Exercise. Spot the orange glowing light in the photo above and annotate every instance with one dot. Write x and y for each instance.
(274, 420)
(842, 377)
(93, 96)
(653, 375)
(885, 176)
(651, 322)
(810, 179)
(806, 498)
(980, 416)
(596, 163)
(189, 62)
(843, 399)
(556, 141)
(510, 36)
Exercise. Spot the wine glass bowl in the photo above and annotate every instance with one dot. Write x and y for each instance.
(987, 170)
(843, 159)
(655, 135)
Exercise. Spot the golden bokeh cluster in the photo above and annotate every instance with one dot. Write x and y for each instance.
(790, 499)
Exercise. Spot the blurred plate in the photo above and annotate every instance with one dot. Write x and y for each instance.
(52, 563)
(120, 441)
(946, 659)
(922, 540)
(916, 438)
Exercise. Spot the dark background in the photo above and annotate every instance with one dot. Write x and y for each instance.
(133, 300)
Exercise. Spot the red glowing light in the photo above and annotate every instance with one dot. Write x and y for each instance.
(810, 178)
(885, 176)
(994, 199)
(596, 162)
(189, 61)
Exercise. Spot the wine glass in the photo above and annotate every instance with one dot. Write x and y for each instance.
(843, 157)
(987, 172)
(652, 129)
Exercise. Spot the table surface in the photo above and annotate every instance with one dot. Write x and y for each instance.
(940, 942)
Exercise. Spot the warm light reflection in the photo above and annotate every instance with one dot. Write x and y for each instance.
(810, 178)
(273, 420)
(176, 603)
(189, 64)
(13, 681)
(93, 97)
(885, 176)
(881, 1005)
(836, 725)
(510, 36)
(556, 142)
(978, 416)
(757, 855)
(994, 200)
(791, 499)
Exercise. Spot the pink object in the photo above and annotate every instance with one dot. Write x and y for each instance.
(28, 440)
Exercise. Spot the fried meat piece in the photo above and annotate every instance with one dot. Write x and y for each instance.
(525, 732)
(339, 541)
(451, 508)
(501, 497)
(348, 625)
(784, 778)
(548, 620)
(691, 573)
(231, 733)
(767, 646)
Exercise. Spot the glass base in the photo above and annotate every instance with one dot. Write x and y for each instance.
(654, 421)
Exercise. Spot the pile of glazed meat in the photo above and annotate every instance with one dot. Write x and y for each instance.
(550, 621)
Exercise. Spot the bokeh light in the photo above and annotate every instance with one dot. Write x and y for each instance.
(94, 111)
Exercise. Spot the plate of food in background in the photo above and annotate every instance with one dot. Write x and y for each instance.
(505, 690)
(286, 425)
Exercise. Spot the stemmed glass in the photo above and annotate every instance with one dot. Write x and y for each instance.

********

Return all of the data exactly as it reads.

Exercise. Spot the orange glowing light in the photo above and annotate every instance with one dot. Write x and y for each instance.
(274, 420)
(842, 377)
(93, 96)
(653, 375)
(885, 176)
(651, 322)
(810, 179)
(806, 498)
(980, 416)
(596, 163)
(189, 62)
(843, 399)
(556, 141)
(510, 36)
Exercise. Spot the wine glass bowl in the photo above and annotate every instance with one dot. Write x and y for each instance.
(987, 170)
(843, 159)
(655, 135)
Exercise. Spot the golden bokeh cluster in the photo above and annotate every instance with one dot. Write x and y for each instance.
(790, 499)
Exercise. Spot the blurred plate in the photo above and annotate every instance with one dot. Write x and y for each instance.
(52, 563)
(120, 441)
(946, 659)
(922, 540)
(916, 438)
Exercise. Spot the dark background in the photo above and annotate every instance with one dot. Write x and y for each instance.
(133, 300)
Exercise. Spot the red glowing light in the photo above and annotate every instance with one dot. Write x and y for each instance.
(810, 178)
(885, 176)
(994, 199)
(596, 162)
(189, 61)
Exercise. Spot the wine glass in the photo above and annotate every instance with one dot. Write x and y for each instance.
(843, 157)
(987, 172)
(652, 129)
Exercise. Spot the table surface in the photo above and annotate every instance with one dot. Write x and y for each instance.
(940, 942)
Exercise. Spot the warm light reflection in the photo above and annotate every instance with one dot. Write x and y for each instance.
(810, 178)
(273, 420)
(176, 603)
(189, 64)
(13, 681)
(93, 97)
(885, 176)
(881, 1005)
(836, 725)
(510, 36)
(556, 142)
(978, 416)
(757, 855)
(994, 200)
(791, 499)
Exercise. Spot the pink object in the photo above and annotate every instance with one dot. Write x and y for each instance.
(28, 440)
Exercise. Spot the fried meat piece in the photo above and annotate every instance with one dot. Write x and y for each instance.
(525, 732)
(339, 541)
(451, 508)
(501, 497)
(348, 625)
(784, 778)
(548, 620)
(691, 573)
(231, 733)
(767, 646)
Exercise. Spot the glass base in the photo above and annotate every instance with one dot. Write x and y for each instance.
(654, 421)
Exercise. Spot the pile of glazed meat in the photo above and annotate every instance with one dot. Write x and y for each instance.
(550, 621)
Exercise. Spot the bokeh light in the photo above and annotate every instance with one dot. Write x and y for each instance.
(94, 111)
Exercise. Spot the plate of food in background in the photo above and annotate every instance with one dot. Write x and y for each instance.
(505, 690)
(286, 425)
Exercise. Spot the stemmed glass in the photo above and annotate every instance with one dot. Write x and y for each instance.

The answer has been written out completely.